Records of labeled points
## START

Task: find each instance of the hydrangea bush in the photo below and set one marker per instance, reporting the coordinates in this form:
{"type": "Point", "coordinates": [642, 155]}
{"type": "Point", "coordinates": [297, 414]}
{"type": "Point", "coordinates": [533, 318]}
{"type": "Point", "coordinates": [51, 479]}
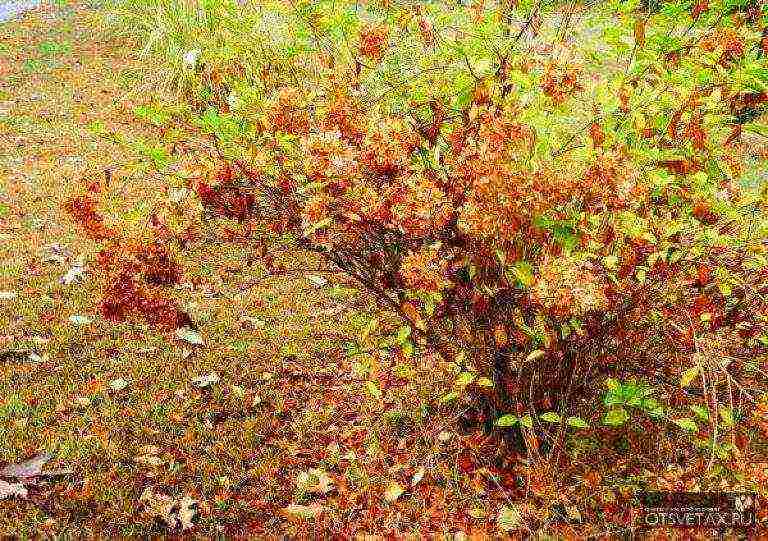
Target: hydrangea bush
{"type": "Point", "coordinates": [558, 197]}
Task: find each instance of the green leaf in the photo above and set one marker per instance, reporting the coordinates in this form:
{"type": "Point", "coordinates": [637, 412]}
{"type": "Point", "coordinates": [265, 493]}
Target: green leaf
{"type": "Point", "coordinates": [373, 389]}
{"type": "Point", "coordinates": [577, 422]}
{"type": "Point", "coordinates": [450, 397]}
{"type": "Point", "coordinates": [616, 417]}
{"type": "Point", "coordinates": [686, 423]}
{"type": "Point", "coordinates": [509, 518]}
{"type": "Point", "coordinates": [534, 355]}
{"type": "Point", "coordinates": [464, 379]}
{"type": "Point", "coordinates": [403, 333]}
{"type": "Point", "coordinates": [550, 417]}
{"type": "Point", "coordinates": [507, 420]}
{"type": "Point", "coordinates": [701, 412]}
{"type": "Point", "coordinates": [393, 492]}
{"type": "Point", "coordinates": [688, 376]}
{"type": "Point", "coordinates": [726, 414]}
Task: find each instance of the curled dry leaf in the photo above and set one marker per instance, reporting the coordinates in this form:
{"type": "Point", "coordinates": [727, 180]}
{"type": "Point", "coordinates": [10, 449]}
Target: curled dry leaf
{"type": "Point", "coordinates": [315, 481]}
{"type": "Point", "coordinates": [189, 335]}
{"type": "Point", "coordinates": [317, 281]}
{"type": "Point", "coordinates": [80, 320]}
{"type": "Point", "coordinates": [118, 384]}
{"type": "Point", "coordinates": [302, 512]}
{"type": "Point", "coordinates": [176, 513]}
{"type": "Point", "coordinates": [73, 275]}
{"type": "Point", "coordinates": [417, 477]}
{"type": "Point", "coordinates": [12, 490]}
{"type": "Point", "coordinates": [393, 492]}
{"type": "Point", "coordinates": [203, 382]}
{"type": "Point", "coordinates": [30, 468]}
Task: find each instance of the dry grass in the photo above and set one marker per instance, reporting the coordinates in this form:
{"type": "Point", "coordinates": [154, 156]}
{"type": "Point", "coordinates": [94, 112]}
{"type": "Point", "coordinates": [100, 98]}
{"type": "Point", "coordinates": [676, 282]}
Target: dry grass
{"type": "Point", "coordinates": [291, 395]}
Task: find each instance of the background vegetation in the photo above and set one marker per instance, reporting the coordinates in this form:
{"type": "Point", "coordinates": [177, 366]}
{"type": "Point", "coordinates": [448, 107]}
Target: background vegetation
{"type": "Point", "coordinates": [558, 207]}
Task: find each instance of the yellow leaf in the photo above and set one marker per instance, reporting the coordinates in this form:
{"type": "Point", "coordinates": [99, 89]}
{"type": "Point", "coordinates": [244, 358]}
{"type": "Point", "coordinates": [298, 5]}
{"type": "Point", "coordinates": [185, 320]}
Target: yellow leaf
{"type": "Point", "coordinates": [688, 376]}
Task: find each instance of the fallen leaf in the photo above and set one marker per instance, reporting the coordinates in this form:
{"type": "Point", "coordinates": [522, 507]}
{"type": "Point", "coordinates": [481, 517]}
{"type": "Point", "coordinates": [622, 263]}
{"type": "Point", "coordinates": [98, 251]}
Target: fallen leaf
{"type": "Point", "coordinates": [393, 492]}
{"type": "Point", "coordinates": [189, 335]}
{"type": "Point", "coordinates": [73, 275]}
{"type": "Point", "coordinates": [118, 384]}
{"type": "Point", "coordinates": [27, 469]}
{"type": "Point", "coordinates": [509, 518]}
{"type": "Point", "coordinates": [175, 512]}
{"type": "Point", "coordinates": [12, 490]}
{"type": "Point", "coordinates": [315, 480]}
{"type": "Point", "coordinates": [417, 477]}
{"type": "Point", "coordinates": [80, 320]}
{"type": "Point", "coordinates": [318, 281]}
{"type": "Point", "coordinates": [206, 381]}
{"type": "Point", "coordinates": [303, 512]}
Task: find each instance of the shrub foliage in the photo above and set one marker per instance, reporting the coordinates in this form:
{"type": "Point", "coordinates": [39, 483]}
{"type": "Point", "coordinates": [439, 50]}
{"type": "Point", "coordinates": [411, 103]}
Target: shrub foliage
{"type": "Point", "coordinates": [556, 197]}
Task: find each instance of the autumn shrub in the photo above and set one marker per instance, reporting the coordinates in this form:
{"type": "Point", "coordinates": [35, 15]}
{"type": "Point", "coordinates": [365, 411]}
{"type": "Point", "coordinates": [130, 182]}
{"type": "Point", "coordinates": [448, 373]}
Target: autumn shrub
{"type": "Point", "coordinates": [565, 200]}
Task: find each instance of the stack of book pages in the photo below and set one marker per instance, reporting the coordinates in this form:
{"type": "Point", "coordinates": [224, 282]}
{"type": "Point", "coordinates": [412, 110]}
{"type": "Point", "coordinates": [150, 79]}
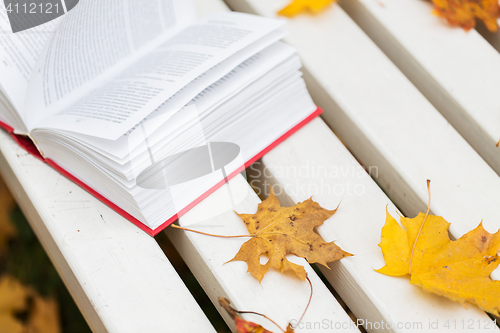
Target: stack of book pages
{"type": "Point", "coordinates": [147, 107]}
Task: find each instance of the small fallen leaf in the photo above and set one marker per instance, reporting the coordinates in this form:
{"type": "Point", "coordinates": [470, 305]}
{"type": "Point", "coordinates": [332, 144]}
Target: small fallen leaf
{"type": "Point", "coordinates": [459, 270]}
{"type": "Point", "coordinates": [297, 7]}
{"type": "Point", "coordinates": [277, 231]}
{"type": "Point", "coordinates": [463, 13]}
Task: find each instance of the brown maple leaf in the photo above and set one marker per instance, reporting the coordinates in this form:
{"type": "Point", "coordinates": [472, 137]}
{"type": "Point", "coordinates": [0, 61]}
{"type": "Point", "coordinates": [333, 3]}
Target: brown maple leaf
{"type": "Point", "coordinates": [463, 13]}
{"type": "Point", "coordinates": [277, 231]}
{"type": "Point", "coordinates": [459, 270]}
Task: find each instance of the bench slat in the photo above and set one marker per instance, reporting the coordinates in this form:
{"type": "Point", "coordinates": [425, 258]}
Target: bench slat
{"type": "Point", "coordinates": [458, 71]}
{"type": "Point", "coordinates": [334, 176]}
{"type": "Point", "coordinates": [386, 122]}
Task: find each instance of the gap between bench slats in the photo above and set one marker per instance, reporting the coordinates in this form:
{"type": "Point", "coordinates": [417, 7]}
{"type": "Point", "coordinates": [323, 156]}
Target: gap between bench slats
{"type": "Point", "coordinates": [387, 123]}
{"type": "Point", "coordinates": [314, 163]}
{"type": "Point", "coordinates": [458, 71]}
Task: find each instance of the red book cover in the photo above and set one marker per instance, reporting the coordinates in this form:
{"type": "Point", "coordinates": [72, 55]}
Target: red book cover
{"type": "Point", "coordinates": [26, 143]}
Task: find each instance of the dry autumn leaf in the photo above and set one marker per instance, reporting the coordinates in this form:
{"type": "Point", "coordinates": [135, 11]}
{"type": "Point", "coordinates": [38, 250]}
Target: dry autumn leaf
{"type": "Point", "coordinates": [297, 7]}
{"type": "Point", "coordinates": [463, 13]}
{"type": "Point", "coordinates": [42, 313]}
{"type": "Point", "coordinates": [277, 231]}
{"type": "Point", "coordinates": [459, 270]}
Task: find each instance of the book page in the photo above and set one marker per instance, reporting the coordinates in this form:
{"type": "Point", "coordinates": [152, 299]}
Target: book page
{"type": "Point", "coordinates": [129, 96]}
{"type": "Point", "coordinates": [18, 55]}
{"type": "Point", "coordinates": [94, 41]}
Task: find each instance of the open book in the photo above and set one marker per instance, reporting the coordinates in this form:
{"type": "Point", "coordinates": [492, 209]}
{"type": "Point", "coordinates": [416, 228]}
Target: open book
{"type": "Point", "coordinates": [146, 107]}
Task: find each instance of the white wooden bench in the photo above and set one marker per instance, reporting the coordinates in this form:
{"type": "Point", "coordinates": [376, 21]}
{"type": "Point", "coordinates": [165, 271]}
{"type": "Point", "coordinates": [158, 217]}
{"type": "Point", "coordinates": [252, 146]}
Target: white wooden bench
{"type": "Point", "coordinates": [122, 281]}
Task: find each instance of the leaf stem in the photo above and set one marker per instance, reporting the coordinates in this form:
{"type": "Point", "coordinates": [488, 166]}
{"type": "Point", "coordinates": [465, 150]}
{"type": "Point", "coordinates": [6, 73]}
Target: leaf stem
{"type": "Point", "coordinates": [422, 225]}
{"type": "Point", "coordinates": [308, 303]}
{"type": "Point", "coordinates": [260, 314]}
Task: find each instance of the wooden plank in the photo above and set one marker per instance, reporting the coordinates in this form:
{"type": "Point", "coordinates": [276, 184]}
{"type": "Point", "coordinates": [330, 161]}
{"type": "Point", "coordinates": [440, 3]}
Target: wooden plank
{"type": "Point", "coordinates": [282, 298]}
{"type": "Point", "coordinates": [386, 122]}
{"type": "Point", "coordinates": [458, 71]}
{"type": "Point", "coordinates": [117, 274]}
{"type": "Point", "coordinates": [313, 162]}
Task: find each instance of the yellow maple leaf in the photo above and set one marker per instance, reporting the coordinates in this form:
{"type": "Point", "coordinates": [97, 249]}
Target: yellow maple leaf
{"type": "Point", "coordinates": [277, 231]}
{"type": "Point", "coordinates": [457, 269]}
{"type": "Point", "coordinates": [463, 13]}
{"type": "Point", "coordinates": [304, 6]}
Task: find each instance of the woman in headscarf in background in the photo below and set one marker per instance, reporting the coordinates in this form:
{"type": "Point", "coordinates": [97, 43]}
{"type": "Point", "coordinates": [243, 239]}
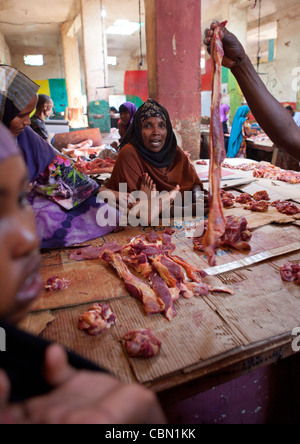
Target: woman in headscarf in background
{"type": "Point", "coordinates": [63, 199]}
{"type": "Point", "coordinates": [127, 111]}
{"type": "Point", "coordinates": [39, 380]}
{"type": "Point", "coordinates": [224, 110]}
{"type": "Point", "coordinates": [149, 149]}
{"type": "Point", "coordinates": [240, 131]}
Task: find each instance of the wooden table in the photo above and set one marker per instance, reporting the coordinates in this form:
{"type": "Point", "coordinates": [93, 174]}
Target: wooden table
{"type": "Point", "coordinates": [212, 339]}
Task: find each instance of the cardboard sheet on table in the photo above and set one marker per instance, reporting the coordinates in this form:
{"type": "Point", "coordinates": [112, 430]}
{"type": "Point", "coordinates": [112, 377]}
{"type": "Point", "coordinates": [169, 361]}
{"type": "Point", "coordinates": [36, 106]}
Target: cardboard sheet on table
{"type": "Point", "coordinates": [264, 305]}
{"type": "Point", "coordinates": [225, 173]}
{"type": "Point", "coordinates": [95, 281]}
{"type": "Point", "coordinates": [204, 328]}
{"type": "Point", "coordinates": [258, 219]}
{"type": "Point", "coordinates": [194, 335]}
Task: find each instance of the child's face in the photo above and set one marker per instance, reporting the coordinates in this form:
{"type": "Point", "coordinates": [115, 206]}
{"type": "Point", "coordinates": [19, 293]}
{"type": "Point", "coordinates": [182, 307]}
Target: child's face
{"type": "Point", "coordinates": [20, 281]}
{"type": "Point", "coordinates": [19, 123]}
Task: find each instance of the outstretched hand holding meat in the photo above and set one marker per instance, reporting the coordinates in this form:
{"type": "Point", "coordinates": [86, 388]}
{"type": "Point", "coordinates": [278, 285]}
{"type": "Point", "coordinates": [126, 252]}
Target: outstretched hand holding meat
{"type": "Point", "coordinates": [234, 53]}
{"type": "Point", "coordinates": [278, 125]}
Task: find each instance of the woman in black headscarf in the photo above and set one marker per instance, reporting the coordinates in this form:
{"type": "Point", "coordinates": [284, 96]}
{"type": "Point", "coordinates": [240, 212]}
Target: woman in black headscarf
{"type": "Point", "coordinates": [150, 148]}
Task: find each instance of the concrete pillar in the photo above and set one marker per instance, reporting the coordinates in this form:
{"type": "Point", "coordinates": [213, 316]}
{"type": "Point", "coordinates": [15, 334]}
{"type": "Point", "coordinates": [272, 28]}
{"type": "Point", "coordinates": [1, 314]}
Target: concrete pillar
{"type": "Point", "coordinates": [95, 51]}
{"type": "Point", "coordinates": [173, 32]}
{"type": "Point", "coordinates": [72, 74]}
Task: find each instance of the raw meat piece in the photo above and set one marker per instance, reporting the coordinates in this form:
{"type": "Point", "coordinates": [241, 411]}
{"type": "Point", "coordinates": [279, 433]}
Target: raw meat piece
{"type": "Point", "coordinates": [260, 206]}
{"type": "Point", "coordinates": [244, 198]}
{"type": "Point", "coordinates": [236, 235]}
{"type": "Point", "coordinates": [164, 293]}
{"type": "Point", "coordinates": [141, 343]}
{"type": "Point", "coordinates": [89, 253]}
{"type": "Point", "coordinates": [169, 271]}
{"type": "Point", "coordinates": [193, 273]}
{"type": "Point", "coordinates": [261, 195]}
{"type": "Point", "coordinates": [216, 219]}
{"type": "Point", "coordinates": [135, 286]}
{"type": "Point", "coordinates": [285, 207]}
{"type": "Point", "coordinates": [198, 289]}
{"type": "Point", "coordinates": [57, 284]}
{"type": "Point", "coordinates": [227, 199]}
{"type": "Point", "coordinates": [97, 166]}
{"type": "Point", "coordinates": [96, 320]}
{"type": "Point", "coordinates": [290, 272]}
{"type": "Point", "coordinates": [268, 171]}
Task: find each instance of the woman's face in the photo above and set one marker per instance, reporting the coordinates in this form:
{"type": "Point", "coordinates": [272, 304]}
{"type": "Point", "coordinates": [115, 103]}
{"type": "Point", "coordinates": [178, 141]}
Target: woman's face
{"type": "Point", "coordinates": [20, 281]}
{"type": "Point", "coordinates": [154, 133]}
{"type": "Point", "coordinates": [19, 123]}
{"type": "Point", "coordinates": [125, 117]}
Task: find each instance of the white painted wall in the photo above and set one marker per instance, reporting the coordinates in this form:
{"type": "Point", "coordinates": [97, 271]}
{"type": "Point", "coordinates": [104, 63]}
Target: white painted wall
{"type": "Point", "coordinates": [5, 56]}
{"type": "Point", "coordinates": [279, 77]}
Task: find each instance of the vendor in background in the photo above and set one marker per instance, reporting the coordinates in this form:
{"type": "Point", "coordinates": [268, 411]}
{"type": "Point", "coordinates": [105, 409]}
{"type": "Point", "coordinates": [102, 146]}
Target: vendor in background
{"type": "Point", "coordinates": [42, 383]}
{"type": "Point", "coordinates": [278, 124]}
{"type": "Point", "coordinates": [240, 131]}
{"type": "Point", "coordinates": [224, 110]}
{"type": "Point", "coordinates": [63, 199]}
{"type": "Point", "coordinates": [44, 110]}
{"type": "Point", "coordinates": [294, 114]}
{"type": "Point", "coordinates": [114, 117]}
{"type": "Point", "coordinates": [127, 111]}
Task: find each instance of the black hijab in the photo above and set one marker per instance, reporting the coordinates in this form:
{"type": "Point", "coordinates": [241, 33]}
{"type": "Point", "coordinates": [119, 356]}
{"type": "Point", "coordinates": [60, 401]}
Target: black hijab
{"type": "Point", "coordinates": [165, 157]}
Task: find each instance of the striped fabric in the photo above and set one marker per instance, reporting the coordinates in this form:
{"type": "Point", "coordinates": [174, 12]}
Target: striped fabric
{"type": "Point", "coordinates": [15, 89]}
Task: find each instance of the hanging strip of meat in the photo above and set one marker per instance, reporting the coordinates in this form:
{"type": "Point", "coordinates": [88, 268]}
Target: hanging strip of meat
{"type": "Point", "coordinates": [216, 219]}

## END

Instructions to follow
Could you rewrite the rows from the line containing "Task: find each instance of the vendor" through the final line of the rows as a JSON list of strings, one string per line, with blank lines dropped and nothing else included?

Result
[
  "Task: find each instance of the vendor in background in the photo above and set one marker per instance, reporting the coordinates in this form:",
  "{\"type\": \"Point\", \"coordinates\": [268, 411]}",
  "{\"type\": \"Point\", \"coordinates\": [105, 409]}",
  "{\"type\": \"Point\", \"coordinates\": [102, 146]}",
  "Target: vendor in background",
  "{\"type\": \"Point\", \"coordinates\": [42, 383]}",
  "{\"type\": \"Point\", \"coordinates\": [278, 124]}",
  "{\"type\": \"Point\", \"coordinates\": [240, 131]}",
  "{\"type\": \"Point\", \"coordinates\": [224, 110]}",
  "{\"type\": \"Point\", \"coordinates\": [63, 199]}",
  "{\"type\": \"Point\", \"coordinates\": [44, 110]}",
  "{\"type\": \"Point\", \"coordinates\": [294, 114]}",
  "{\"type\": \"Point\", \"coordinates\": [114, 117]}",
  "{\"type\": \"Point\", \"coordinates\": [127, 111]}",
  "Task: find each instance of the black hijab in the photo above and set one marker per instance, reporting the coordinates in this form:",
  "{\"type\": \"Point\", \"coordinates\": [241, 33]}",
  "{\"type\": \"Point\", \"coordinates\": [119, 356]}",
  "{\"type\": \"Point\", \"coordinates\": [60, 401]}",
  "Target: black hijab",
  "{\"type\": \"Point\", \"coordinates\": [165, 157]}",
  "Task: find each instance of the striped fabric in the photo above and set one marker per instance, reporting the coordinates in this form:",
  "{\"type\": \"Point\", \"coordinates\": [174, 12]}",
  "Target: striped fabric",
  "{\"type\": \"Point\", \"coordinates\": [15, 89]}",
  "Task: find each instance of the hanging strip of meat in the photo above and set one marker per instance, reporting the coordinates in this form:",
  "{\"type\": \"Point\", \"coordinates\": [88, 268]}",
  "Target: hanging strip of meat",
  "{\"type\": \"Point\", \"coordinates\": [216, 219]}"
]